__EXERCISE AIM__: Once every line in the data that follows has been checked for the word "shaped", give only the number of lines that hold it.

● ● ●

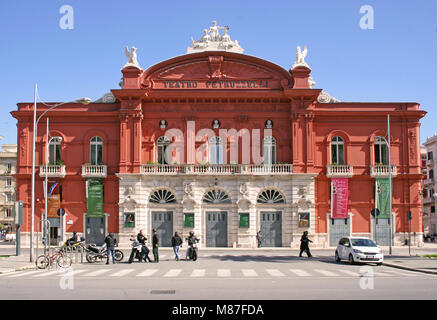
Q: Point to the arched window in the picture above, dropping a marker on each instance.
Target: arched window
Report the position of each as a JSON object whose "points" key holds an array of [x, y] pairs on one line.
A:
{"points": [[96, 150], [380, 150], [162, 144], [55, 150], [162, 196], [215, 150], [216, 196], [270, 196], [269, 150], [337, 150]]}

● ● ●

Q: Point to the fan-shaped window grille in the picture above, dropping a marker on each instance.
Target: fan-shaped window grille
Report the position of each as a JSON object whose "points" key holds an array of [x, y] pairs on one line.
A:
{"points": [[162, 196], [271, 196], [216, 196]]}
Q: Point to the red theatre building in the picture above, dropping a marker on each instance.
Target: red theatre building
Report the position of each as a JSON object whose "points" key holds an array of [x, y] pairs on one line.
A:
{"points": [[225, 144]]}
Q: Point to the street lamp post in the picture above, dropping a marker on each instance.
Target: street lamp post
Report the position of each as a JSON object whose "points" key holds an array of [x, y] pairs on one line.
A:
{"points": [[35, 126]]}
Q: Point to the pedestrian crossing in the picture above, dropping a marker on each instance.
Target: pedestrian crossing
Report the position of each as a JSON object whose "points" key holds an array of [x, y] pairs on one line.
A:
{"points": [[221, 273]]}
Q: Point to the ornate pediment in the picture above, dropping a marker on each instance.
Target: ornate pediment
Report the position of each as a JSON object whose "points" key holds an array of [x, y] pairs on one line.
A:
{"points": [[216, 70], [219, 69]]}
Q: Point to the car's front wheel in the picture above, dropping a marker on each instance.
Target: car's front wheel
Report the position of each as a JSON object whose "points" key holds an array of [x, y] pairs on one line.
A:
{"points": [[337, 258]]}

● ● ●

__SOLUTION__: 2